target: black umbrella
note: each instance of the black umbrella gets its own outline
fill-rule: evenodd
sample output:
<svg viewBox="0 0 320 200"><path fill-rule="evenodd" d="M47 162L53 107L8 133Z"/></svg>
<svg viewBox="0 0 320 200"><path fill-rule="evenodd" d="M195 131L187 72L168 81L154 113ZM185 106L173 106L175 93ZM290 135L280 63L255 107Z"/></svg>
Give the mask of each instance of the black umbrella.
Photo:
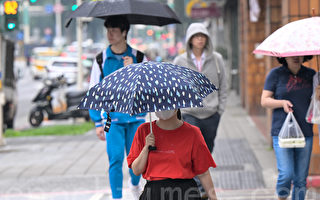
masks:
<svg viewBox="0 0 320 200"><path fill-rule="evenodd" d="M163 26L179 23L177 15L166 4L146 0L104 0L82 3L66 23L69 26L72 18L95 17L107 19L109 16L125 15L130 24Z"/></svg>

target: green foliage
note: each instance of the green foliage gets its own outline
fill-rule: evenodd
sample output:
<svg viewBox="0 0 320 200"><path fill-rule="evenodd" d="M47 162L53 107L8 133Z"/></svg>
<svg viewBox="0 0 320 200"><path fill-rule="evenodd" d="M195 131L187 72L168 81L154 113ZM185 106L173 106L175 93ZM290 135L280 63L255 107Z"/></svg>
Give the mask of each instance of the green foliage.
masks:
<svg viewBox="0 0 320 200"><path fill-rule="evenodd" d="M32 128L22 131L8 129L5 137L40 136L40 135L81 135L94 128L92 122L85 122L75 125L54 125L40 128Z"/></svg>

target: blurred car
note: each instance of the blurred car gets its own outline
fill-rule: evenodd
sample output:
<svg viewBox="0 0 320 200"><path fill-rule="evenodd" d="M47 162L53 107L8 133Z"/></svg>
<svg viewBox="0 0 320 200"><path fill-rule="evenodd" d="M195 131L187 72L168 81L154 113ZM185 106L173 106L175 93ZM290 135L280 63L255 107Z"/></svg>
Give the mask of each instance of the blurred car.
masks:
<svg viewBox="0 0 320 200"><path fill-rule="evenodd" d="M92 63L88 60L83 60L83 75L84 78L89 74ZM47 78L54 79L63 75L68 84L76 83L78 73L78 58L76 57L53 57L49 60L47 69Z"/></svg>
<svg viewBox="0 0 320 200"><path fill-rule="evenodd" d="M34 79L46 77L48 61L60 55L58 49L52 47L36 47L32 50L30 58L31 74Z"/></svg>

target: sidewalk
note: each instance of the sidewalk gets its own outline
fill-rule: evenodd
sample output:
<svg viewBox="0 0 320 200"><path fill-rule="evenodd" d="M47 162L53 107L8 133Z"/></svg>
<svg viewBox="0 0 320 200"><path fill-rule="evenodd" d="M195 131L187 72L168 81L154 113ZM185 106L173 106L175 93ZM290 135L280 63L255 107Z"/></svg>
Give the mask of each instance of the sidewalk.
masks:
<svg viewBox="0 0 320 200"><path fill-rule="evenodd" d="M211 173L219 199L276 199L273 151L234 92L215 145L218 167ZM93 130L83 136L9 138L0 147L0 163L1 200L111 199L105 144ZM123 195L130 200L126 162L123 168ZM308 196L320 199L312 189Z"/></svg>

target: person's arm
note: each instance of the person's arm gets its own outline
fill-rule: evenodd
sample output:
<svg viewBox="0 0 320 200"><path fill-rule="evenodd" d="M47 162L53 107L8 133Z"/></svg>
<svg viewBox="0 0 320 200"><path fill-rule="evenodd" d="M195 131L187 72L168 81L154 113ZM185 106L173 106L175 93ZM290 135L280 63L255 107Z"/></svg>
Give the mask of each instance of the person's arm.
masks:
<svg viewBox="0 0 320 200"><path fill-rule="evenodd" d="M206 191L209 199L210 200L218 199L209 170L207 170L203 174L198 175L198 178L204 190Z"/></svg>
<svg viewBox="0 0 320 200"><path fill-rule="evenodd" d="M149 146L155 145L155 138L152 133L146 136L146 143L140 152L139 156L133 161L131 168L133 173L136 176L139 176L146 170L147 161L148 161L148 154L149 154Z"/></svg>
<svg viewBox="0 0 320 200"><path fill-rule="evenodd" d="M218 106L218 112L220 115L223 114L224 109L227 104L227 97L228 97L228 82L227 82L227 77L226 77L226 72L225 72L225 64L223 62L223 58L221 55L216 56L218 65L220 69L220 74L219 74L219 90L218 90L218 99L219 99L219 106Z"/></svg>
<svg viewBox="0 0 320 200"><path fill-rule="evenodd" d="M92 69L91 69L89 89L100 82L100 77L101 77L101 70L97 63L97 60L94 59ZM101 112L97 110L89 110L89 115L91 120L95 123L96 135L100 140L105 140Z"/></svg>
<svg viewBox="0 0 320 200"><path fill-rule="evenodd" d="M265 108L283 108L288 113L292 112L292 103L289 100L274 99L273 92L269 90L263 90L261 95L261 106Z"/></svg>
________________________
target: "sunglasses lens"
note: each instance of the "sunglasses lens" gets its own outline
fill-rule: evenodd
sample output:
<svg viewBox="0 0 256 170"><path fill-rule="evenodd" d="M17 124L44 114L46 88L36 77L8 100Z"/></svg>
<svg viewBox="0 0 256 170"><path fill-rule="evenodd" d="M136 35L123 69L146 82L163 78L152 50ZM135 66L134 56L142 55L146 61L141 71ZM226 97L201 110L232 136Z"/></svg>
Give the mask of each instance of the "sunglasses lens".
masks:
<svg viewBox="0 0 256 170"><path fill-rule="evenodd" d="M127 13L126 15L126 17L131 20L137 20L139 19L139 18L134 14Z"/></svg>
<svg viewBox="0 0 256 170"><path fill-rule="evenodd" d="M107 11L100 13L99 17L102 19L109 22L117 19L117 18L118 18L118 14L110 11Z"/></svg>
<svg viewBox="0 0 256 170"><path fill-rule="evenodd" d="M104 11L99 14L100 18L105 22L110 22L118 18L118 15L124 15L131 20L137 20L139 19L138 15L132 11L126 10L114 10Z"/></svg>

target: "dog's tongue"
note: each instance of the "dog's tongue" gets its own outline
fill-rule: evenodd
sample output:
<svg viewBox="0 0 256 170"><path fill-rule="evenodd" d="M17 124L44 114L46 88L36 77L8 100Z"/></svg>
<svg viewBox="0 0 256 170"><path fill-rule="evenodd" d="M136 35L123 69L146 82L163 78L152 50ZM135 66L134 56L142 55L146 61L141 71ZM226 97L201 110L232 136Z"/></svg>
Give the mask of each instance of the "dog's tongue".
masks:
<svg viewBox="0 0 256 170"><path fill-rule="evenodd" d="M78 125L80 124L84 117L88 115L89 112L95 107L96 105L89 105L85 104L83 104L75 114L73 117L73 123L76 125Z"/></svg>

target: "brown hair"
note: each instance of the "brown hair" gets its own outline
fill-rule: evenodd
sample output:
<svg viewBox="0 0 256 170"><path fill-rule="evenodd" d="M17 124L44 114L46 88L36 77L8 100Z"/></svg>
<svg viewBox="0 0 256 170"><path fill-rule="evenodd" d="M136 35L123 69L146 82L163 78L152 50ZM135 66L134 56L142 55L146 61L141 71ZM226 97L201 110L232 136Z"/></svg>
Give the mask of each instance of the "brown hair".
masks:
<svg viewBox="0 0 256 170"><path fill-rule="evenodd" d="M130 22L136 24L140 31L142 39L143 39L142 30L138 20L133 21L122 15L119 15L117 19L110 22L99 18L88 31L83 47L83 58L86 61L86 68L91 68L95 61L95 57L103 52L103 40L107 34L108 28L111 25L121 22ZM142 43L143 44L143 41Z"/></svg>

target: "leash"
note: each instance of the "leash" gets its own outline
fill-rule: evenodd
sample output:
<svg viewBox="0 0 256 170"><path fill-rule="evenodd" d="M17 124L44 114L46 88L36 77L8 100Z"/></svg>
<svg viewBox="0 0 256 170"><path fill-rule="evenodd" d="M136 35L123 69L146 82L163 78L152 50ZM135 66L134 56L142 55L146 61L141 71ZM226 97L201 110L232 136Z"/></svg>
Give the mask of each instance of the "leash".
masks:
________________________
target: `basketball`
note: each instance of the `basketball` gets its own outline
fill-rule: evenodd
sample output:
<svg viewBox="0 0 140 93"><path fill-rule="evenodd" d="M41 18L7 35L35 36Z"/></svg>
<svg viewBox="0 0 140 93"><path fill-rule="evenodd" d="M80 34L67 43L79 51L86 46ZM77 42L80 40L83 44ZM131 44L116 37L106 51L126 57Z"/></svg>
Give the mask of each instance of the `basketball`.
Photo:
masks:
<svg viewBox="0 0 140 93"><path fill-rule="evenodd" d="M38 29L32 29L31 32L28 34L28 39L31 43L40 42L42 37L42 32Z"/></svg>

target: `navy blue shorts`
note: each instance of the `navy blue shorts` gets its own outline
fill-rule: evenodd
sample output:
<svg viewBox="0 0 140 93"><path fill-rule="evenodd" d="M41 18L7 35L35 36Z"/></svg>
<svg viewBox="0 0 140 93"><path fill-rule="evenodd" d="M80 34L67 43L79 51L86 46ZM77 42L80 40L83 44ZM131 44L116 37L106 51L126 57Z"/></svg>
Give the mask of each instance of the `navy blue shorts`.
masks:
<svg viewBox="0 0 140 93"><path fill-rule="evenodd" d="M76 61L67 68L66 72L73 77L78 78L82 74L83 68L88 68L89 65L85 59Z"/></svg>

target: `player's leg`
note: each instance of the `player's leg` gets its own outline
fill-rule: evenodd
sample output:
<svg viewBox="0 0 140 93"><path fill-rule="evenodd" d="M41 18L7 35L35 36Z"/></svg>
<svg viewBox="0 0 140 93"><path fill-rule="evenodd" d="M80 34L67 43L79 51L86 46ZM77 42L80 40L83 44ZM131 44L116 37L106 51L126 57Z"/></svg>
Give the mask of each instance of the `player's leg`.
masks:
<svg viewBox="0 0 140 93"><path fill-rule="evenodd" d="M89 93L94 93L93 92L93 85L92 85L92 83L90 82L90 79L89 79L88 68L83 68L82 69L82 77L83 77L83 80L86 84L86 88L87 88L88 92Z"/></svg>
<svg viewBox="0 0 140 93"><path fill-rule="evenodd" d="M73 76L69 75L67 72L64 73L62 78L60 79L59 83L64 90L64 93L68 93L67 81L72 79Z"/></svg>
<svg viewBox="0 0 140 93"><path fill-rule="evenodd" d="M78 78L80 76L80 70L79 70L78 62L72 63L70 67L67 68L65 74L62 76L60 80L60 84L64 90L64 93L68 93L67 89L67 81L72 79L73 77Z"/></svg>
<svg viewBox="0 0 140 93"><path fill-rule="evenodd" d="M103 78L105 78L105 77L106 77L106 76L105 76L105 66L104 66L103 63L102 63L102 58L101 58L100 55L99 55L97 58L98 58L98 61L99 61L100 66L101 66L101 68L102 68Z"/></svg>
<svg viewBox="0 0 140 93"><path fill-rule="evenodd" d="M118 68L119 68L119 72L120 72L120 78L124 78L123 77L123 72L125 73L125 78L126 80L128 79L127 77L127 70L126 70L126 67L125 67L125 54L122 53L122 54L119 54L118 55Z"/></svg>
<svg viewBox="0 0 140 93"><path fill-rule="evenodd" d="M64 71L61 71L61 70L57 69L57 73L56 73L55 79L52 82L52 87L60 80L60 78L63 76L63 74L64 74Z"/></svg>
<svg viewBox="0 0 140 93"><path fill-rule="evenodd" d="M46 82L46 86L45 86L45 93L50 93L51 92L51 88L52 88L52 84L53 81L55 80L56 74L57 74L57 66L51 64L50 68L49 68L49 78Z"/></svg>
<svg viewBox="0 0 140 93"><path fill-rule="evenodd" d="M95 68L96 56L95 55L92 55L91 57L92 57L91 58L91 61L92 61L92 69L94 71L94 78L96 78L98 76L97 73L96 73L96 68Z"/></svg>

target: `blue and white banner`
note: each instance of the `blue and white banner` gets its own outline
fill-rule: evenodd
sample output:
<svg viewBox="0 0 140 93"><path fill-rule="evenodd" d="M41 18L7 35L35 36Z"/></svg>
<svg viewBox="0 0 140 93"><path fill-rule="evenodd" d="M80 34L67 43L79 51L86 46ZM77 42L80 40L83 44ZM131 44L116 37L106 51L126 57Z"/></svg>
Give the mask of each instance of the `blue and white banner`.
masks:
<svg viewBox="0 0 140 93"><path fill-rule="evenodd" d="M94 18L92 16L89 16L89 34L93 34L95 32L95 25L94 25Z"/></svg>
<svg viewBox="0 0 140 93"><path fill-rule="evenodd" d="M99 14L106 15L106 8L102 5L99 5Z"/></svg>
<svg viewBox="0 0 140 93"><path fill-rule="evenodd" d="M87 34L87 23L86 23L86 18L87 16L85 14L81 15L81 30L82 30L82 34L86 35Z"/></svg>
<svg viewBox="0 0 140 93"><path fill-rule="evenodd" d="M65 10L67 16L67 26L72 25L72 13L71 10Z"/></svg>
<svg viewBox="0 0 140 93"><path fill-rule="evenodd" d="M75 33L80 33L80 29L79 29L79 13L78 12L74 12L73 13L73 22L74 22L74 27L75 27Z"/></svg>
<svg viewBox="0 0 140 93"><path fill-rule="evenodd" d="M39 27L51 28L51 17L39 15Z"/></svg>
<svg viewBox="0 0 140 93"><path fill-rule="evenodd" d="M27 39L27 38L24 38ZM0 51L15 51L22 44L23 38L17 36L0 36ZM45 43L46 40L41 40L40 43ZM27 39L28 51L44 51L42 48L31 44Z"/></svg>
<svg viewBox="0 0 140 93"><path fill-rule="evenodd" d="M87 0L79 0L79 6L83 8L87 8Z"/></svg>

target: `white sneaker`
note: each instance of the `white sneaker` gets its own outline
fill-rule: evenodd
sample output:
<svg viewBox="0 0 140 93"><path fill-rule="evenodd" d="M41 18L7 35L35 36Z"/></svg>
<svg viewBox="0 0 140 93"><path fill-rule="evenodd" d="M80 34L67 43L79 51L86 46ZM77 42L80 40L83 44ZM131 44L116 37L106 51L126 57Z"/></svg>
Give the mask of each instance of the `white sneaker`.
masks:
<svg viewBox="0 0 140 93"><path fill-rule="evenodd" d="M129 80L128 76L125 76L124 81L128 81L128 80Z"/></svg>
________________________
§ **To do**
Pick out every line of the records above that contains the word "navy", and copy each one in full. Case counts.

§ **Solution to the exercise**
target: `navy blue shorts`
note: each instance of the `navy blue shorts` gets its own outline
Give the mask of each instance of the `navy blue shorts`.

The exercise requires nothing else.